Task description. From the line containing "placket in this photo." down to the final entry below, restate each line word for word.

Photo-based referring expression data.
════════════════════

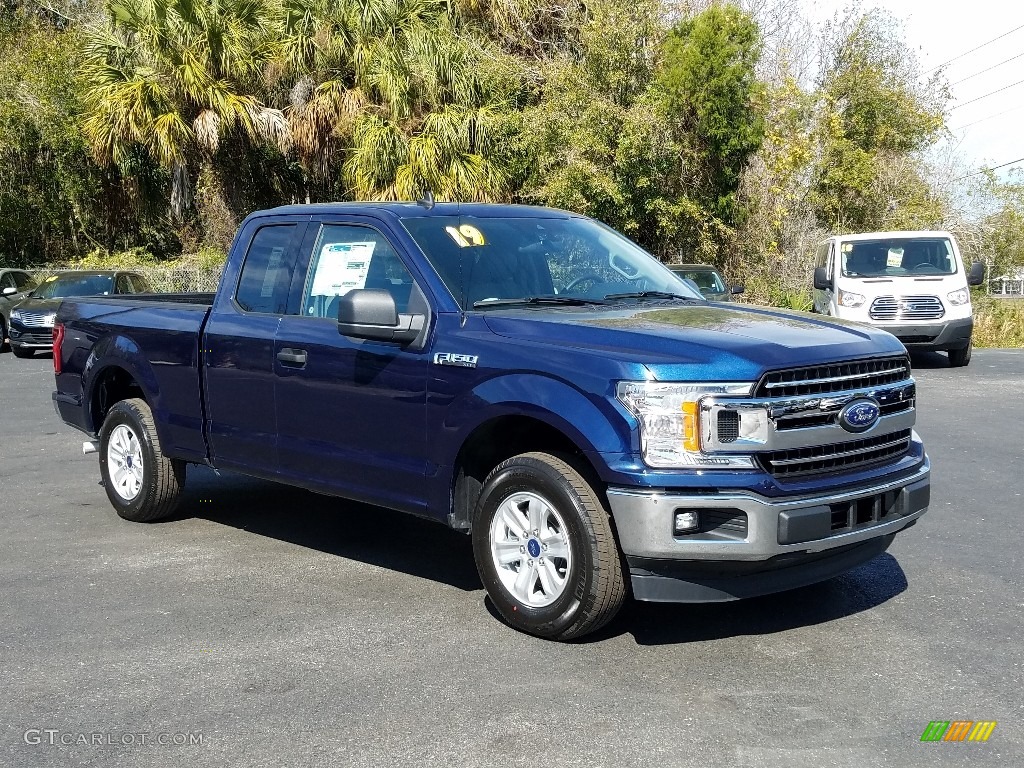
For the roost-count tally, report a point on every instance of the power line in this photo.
(990, 93)
(954, 58)
(990, 117)
(988, 69)
(993, 168)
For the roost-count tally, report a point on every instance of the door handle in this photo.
(292, 356)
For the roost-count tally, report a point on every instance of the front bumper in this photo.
(952, 334)
(811, 538)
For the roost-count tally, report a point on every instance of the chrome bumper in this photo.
(644, 521)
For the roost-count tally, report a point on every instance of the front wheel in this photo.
(960, 357)
(142, 483)
(545, 549)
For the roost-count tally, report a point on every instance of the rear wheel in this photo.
(545, 549)
(960, 357)
(142, 483)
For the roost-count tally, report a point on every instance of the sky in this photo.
(988, 131)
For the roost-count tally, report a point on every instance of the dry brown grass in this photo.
(998, 323)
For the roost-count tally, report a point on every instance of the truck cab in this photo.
(911, 284)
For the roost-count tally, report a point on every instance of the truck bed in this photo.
(156, 338)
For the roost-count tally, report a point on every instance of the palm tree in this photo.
(395, 88)
(174, 78)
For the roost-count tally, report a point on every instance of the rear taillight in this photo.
(57, 342)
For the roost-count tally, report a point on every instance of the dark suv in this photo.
(14, 286)
(32, 321)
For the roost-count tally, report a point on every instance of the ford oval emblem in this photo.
(859, 416)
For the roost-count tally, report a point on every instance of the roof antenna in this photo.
(426, 200)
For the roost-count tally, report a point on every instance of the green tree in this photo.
(709, 81)
(398, 90)
(597, 141)
(171, 80)
(876, 116)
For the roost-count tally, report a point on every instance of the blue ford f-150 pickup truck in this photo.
(525, 375)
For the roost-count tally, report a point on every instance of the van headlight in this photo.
(961, 297)
(671, 421)
(850, 299)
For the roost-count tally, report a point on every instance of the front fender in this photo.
(592, 423)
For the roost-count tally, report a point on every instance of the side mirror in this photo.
(821, 280)
(977, 274)
(371, 313)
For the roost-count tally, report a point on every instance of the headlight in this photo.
(956, 298)
(847, 298)
(672, 432)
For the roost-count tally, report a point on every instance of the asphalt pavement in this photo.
(265, 626)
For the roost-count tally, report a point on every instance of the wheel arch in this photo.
(115, 371)
(500, 438)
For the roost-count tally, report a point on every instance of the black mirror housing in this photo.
(371, 313)
(977, 273)
(821, 280)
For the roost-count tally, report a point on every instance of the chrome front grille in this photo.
(36, 320)
(906, 308)
(838, 377)
(838, 457)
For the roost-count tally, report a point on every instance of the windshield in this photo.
(898, 256)
(500, 260)
(74, 285)
(708, 280)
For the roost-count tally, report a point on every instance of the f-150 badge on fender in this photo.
(452, 358)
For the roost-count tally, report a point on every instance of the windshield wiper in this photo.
(651, 295)
(534, 300)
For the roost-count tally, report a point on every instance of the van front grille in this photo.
(906, 308)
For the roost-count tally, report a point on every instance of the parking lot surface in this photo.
(265, 626)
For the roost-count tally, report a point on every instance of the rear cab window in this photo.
(347, 257)
(266, 272)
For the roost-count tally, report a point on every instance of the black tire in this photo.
(593, 588)
(960, 357)
(162, 479)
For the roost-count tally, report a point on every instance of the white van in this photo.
(910, 284)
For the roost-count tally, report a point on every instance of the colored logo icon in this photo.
(958, 730)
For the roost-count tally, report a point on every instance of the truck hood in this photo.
(698, 342)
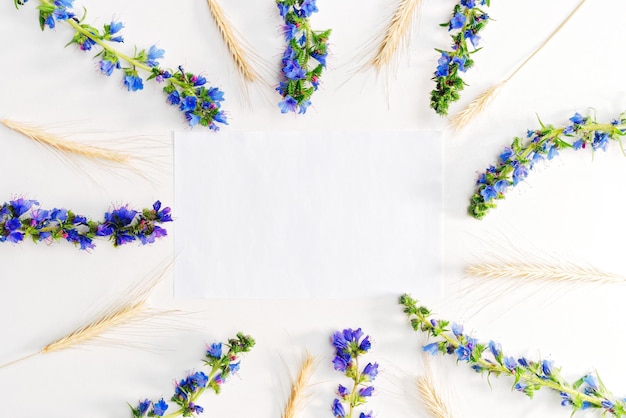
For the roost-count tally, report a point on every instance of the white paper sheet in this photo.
(307, 214)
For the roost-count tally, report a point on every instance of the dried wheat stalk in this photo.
(64, 146)
(234, 47)
(461, 119)
(395, 33)
(294, 404)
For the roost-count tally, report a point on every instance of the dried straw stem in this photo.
(71, 147)
(297, 389)
(395, 33)
(89, 332)
(432, 401)
(461, 119)
(236, 51)
(543, 272)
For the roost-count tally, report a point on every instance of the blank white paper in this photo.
(307, 214)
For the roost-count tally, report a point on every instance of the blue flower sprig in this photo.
(302, 75)
(349, 346)
(516, 161)
(467, 21)
(189, 389)
(22, 218)
(199, 104)
(528, 376)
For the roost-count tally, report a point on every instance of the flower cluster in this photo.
(528, 376)
(188, 390)
(516, 161)
(467, 21)
(303, 44)
(349, 345)
(199, 104)
(21, 218)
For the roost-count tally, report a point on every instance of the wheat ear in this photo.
(543, 272)
(122, 313)
(71, 147)
(434, 404)
(461, 119)
(294, 404)
(395, 33)
(235, 49)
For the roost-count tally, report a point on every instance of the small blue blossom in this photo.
(154, 54)
(133, 82)
(160, 407)
(289, 104)
(577, 119)
(337, 409)
(457, 21)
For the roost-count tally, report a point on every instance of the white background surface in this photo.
(308, 214)
(571, 209)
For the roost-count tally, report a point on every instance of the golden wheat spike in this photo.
(124, 312)
(395, 33)
(461, 119)
(434, 404)
(294, 404)
(235, 49)
(543, 271)
(71, 147)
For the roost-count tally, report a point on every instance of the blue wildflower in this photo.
(115, 27)
(343, 391)
(194, 409)
(600, 140)
(432, 348)
(577, 119)
(501, 186)
(510, 363)
(154, 54)
(188, 103)
(290, 30)
(591, 381)
(133, 82)
(370, 371)
(192, 118)
(457, 21)
(160, 407)
(443, 67)
(337, 409)
(321, 58)
(294, 71)
(460, 62)
(341, 363)
(506, 155)
(288, 104)
(20, 206)
(473, 37)
(173, 98)
(308, 7)
(143, 406)
(107, 67)
(457, 329)
(282, 9)
(488, 193)
(216, 94)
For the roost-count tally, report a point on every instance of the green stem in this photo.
(498, 368)
(196, 395)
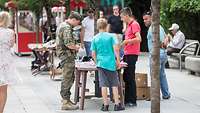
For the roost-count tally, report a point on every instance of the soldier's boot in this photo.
(68, 105)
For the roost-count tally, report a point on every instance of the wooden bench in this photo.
(190, 48)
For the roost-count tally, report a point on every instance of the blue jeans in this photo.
(163, 78)
(87, 45)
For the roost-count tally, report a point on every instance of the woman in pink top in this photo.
(131, 51)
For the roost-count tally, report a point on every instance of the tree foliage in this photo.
(186, 13)
(192, 6)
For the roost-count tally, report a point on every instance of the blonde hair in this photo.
(101, 23)
(5, 19)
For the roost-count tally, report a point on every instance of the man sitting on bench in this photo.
(176, 43)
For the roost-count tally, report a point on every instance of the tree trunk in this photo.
(155, 58)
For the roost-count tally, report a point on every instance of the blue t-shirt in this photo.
(102, 45)
(150, 39)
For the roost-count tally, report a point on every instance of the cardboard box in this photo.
(143, 93)
(141, 79)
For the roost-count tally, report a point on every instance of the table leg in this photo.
(77, 85)
(84, 78)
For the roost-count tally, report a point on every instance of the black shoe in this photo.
(104, 107)
(166, 97)
(130, 104)
(118, 107)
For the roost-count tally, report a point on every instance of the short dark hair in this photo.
(147, 13)
(75, 15)
(126, 11)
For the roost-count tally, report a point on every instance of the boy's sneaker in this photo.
(105, 107)
(118, 107)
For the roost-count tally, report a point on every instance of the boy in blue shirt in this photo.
(105, 53)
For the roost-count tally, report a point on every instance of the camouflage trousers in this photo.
(68, 79)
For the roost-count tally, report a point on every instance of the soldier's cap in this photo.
(75, 15)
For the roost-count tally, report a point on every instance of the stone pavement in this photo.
(40, 94)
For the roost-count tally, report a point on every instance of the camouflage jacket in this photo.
(63, 39)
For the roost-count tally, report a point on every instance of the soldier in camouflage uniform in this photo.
(66, 51)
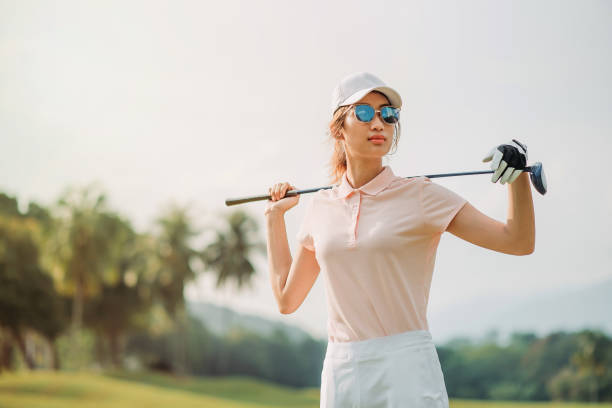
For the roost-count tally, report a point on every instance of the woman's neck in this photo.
(360, 173)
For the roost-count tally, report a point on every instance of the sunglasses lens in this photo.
(390, 114)
(364, 113)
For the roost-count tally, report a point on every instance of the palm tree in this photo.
(175, 256)
(229, 254)
(82, 246)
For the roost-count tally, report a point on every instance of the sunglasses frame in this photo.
(354, 105)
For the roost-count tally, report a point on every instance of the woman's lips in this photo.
(377, 139)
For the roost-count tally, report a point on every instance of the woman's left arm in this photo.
(515, 237)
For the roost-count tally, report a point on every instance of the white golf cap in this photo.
(355, 86)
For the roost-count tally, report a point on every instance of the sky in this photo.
(195, 102)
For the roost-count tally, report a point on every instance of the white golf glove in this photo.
(509, 160)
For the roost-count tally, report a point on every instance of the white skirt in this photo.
(400, 370)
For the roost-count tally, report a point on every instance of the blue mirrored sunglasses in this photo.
(365, 113)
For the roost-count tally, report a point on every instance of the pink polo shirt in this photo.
(376, 246)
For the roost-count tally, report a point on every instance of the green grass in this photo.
(85, 389)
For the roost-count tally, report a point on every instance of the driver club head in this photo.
(538, 178)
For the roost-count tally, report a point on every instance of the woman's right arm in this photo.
(291, 281)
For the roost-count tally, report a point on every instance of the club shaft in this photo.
(290, 193)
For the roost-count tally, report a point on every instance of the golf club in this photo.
(536, 174)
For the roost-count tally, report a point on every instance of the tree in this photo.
(229, 254)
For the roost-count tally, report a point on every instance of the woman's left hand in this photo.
(509, 160)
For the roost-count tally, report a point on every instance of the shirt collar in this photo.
(372, 187)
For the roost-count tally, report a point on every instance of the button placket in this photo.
(356, 201)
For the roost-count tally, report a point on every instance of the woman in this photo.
(375, 236)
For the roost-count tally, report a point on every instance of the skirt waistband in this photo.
(378, 345)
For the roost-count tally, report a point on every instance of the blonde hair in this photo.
(337, 163)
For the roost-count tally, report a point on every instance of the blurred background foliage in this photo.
(80, 289)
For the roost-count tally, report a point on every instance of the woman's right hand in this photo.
(278, 201)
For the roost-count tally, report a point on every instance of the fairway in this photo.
(83, 390)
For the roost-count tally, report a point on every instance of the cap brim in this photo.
(390, 93)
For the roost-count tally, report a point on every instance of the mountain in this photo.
(568, 309)
(220, 320)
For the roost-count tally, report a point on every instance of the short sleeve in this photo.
(440, 205)
(305, 235)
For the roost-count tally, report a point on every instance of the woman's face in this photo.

════════════════════

Expected output.
For the roost-count tally, report a point on every instance of the button placket in this photo.
(356, 201)
For the roost-count tally, report a point on every instance of the woman in this photo.
(375, 236)
For the roost-count tally, report a point on every instance of the skirt waistband in this photo.
(378, 345)
For the roost-count tally, report a point on every instance of the blonde hair in this photo.
(337, 163)
For the roost-count tally, report a point on every instance of the blurred background foliage in this photo.
(80, 289)
For the roost-count tally, report a point on every instance of the woman's right hand in this photo.
(278, 201)
For the roost-count tally, report a point on every instance of the fairway in this photo.
(83, 390)
For the roost-count tally, report a point on every instance of the cap brim in this photo.
(390, 93)
For the roost-count tally, report a point on every instance of the mountain in this photo.
(568, 309)
(220, 320)
For the roost-count tally, report a point on every instance of the short sleeve in this photo.
(440, 205)
(305, 235)
For the roost-count tally, report a point on every instance of the woman's face in this photo.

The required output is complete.